PROVIDED MATERIAL:
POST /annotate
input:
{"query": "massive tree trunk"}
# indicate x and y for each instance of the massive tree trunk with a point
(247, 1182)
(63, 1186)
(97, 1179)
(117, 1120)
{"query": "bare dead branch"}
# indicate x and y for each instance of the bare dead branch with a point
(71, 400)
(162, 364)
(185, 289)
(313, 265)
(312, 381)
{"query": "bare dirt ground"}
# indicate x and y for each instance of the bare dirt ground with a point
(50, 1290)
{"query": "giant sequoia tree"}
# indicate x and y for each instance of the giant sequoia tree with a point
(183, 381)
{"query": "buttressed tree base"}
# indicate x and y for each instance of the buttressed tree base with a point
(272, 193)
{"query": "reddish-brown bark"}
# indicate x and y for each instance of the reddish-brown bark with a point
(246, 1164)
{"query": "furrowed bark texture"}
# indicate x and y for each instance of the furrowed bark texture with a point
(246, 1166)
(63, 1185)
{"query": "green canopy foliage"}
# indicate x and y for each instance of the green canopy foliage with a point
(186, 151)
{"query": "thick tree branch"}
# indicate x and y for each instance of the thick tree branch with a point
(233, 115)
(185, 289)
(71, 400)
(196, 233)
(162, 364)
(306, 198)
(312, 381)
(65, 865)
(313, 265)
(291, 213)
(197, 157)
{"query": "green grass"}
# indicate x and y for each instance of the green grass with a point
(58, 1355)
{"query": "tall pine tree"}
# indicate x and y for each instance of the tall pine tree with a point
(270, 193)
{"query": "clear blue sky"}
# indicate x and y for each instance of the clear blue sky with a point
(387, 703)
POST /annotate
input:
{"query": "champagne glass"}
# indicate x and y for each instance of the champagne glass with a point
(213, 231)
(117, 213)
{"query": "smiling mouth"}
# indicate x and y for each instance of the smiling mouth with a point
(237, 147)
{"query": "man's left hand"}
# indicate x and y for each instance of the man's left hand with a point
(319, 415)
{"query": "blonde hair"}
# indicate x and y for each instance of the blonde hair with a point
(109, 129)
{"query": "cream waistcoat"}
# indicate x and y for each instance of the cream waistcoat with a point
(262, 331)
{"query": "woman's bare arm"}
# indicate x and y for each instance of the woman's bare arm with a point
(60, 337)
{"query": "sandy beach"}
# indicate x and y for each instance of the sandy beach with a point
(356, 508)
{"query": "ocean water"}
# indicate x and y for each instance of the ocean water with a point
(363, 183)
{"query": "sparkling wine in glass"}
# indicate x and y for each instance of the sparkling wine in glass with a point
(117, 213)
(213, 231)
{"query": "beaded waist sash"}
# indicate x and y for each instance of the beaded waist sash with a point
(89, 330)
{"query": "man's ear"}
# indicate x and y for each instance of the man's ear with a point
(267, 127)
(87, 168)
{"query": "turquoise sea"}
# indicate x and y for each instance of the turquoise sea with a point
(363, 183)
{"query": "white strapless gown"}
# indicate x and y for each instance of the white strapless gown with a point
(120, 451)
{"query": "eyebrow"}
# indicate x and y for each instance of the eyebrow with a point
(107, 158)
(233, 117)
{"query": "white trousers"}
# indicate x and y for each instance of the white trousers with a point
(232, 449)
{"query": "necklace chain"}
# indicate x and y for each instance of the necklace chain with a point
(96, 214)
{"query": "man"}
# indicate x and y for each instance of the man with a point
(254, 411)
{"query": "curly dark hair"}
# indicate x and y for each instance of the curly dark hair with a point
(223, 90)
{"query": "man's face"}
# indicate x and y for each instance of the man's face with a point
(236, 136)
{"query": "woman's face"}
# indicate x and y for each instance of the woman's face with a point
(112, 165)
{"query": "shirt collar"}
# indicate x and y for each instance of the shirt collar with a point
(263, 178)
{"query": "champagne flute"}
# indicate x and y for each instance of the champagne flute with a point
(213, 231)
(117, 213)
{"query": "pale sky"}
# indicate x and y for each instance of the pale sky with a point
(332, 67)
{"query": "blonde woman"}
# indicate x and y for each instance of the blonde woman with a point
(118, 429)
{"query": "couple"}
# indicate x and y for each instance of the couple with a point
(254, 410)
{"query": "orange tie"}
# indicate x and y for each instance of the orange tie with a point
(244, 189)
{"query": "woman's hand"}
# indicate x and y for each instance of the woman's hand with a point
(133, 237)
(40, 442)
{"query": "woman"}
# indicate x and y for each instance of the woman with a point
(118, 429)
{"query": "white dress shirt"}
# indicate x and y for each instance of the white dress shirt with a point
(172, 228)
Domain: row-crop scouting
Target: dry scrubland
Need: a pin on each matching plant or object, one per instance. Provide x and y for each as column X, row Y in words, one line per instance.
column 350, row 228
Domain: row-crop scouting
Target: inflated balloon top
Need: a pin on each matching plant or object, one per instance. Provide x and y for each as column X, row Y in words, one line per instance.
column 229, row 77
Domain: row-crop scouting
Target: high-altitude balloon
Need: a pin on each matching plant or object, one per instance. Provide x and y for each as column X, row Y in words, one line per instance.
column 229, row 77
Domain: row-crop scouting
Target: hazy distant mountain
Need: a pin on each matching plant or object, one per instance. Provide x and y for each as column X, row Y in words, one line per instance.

DIRECTIONS FOR THIS TASK: All of the entries must be written out exactly as they stand.

EXERCISE RESPONSE:
POST /annotate
input:
{"query": "massive tree trunk"}
# indicate x and y for each instance of the massive tree trunk with a point
(247, 1182)
(63, 1186)
(97, 1179)
(117, 1120)
{"query": "bare dead branch"}
# indicate x and y for each instance of the bare dead branch with a point
(71, 400)
(162, 364)
(185, 289)
(313, 265)
(312, 381)
{"query": "bare dirt ground"}
# indicate x and y for each instance of the bare dirt ground with a point
(50, 1290)
{"query": "giant sequoia tree"}
# indicate x and y for each instance of the giant sequoia tree with a point
(183, 381)
{"query": "buttressed tree base"}
# indicate x and y for each instance of the buttressed tree base with a point
(272, 193)
{"query": "reddish-brown bark"}
# indicate x and y for each instance of the reddish-brown bark with a point
(246, 1164)
{"query": "furrowed bark texture"}
# indicate x and y for each instance of the furrowed bark texture with a point
(246, 1166)
(63, 1185)
{"query": "green canopy foliage"}
# indicate x and y for each instance of the green canopy foliage with a point
(186, 151)
{"query": "thick tree branch"}
# indicate x and y for each instance of the thick tree branch with a point
(233, 115)
(185, 289)
(71, 400)
(196, 233)
(162, 364)
(306, 198)
(312, 381)
(65, 865)
(313, 265)
(291, 213)
(197, 157)
{"query": "green grass"}
# indicate x and y for each instance of the green grass with a point
(58, 1355)
{"query": "tall pine tree"}
# indicate x and y for each instance of the tall pine tree with a point
(270, 193)
{"query": "clear blue sky"}
# indicate x and y for each instance of the clear blue sky with a point
(387, 703)
POST /annotate
input:
{"query": "champagne glass"}
# indicate x and y for each instance of the champagne glass with a point
(213, 231)
(117, 213)
{"query": "smiling mouth"}
# indicate x and y for each instance of the smiling mouth with a point
(237, 147)
{"query": "man's left hand"}
# indicate x and y for each instance of the man's left hand with a point
(319, 415)
{"query": "blonde hair"}
# indicate x and y for each instance of the blonde hair with a point
(109, 129)
{"query": "cream waistcoat"}
# indicate x and y for each instance of the cream waistcoat with a point
(262, 331)
{"query": "woman's bare arm"}
# indicate x and y for each instance of the woman's bare arm with a point
(60, 337)
{"query": "sandy beach"}
# indicate x and y for each instance of the sandy beach with a point
(356, 508)
{"query": "ocean water"}
# indicate x and y for each instance of the ocean water with a point
(363, 183)
{"query": "sparkling wine in glass"}
# indicate x and y for each instance of the sparkling wine in glass with a point
(117, 213)
(213, 231)
{"query": "beaded waist sash"}
# indicate x and y for each instance of the beaded waist sash with a point
(89, 330)
{"query": "man's ear"}
# indicate x and y for each instance of the man's ear with a point
(267, 127)
(87, 168)
{"query": "turquoise sea"}
# indicate x and y for each instance of the turquoise sea with a point
(363, 183)
{"query": "white strapless gown"}
# indicate x and y for each instance of the white strapless gown with a point
(120, 451)
{"query": "eyebrow"}
# indicate x and y for each instance of the eyebrow with a point
(107, 158)
(233, 117)
{"query": "white trousers"}
# indicate x and y for each instance of the white trousers with a point
(232, 449)
{"query": "necklace chain"}
# indicate x and y for each instance of the necklace chain with a point
(96, 214)
{"query": "man"}
# indicate x and y for each instance of the man with a point
(254, 411)
{"query": "curly dark hair"}
# indicate x and y for each instance of the curly dark hair with a point
(223, 90)
{"query": "man's face"}
# indicate x and y for each instance of the man's face with a point
(236, 136)
{"query": "woman's face"}
# indicate x and y for each instance of the woman's face with a point
(112, 165)
{"query": "shirt collar"}
# indicate x and y for each instance of the shirt collar with a point
(263, 178)
{"query": "champagne flute"}
# indicate x and y for each instance of the champagne flute with a point
(213, 231)
(117, 213)
{"query": "pale sky"}
# indicate x and y for each instance of the pale sky with a point
(332, 67)
{"query": "blonde woman"}
# indicate x and y for each instance of the blonde woman with a point
(118, 429)
{"query": "couple"}
# indicate x and y for each instance of the couple with a point
(254, 410)
{"query": "orange tie"}
# indicate x and y for each instance of the orange tie with a point
(244, 189)
{"query": "woman's hand"}
# indicate x and y for each instance of the woman's hand with a point
(133, 237)
(40, 442)
{"query": "woman"}
# indicate x and y for each instance of the woman with a point
(118, 429)
{"query": "white dress shirt"}
# indicate x and y for each instance of the white dress shirt with a point
(172, 228)
Domain: row-crop scouting
Target: dry scrubland
Need: a pin on each matching plant or object, one per instance. Provide x and y for each as column X, row Y in words, one line per instance.
column 350, row 228
Domain: row-crop scouting
Target: inflated balloon top
Need: a pin on each matching plant or object, one per instance. Provide x and y for each as column X, row Y in words, one line per instance.
column 229, row 77
Domain: row-crop scouting
Target: high-altitude balloon
Need: a pin on each matching plant or object, one per instance. Provide x and y for each as column X, row Y in words, one line per instance.
column 229, row 77
Domain: row-crop scouting
Target: hazy distant mountain
Need: a pin on each matching plant or object, one per instance. Provide x and y for each as column X, row Y in words, one line per instance.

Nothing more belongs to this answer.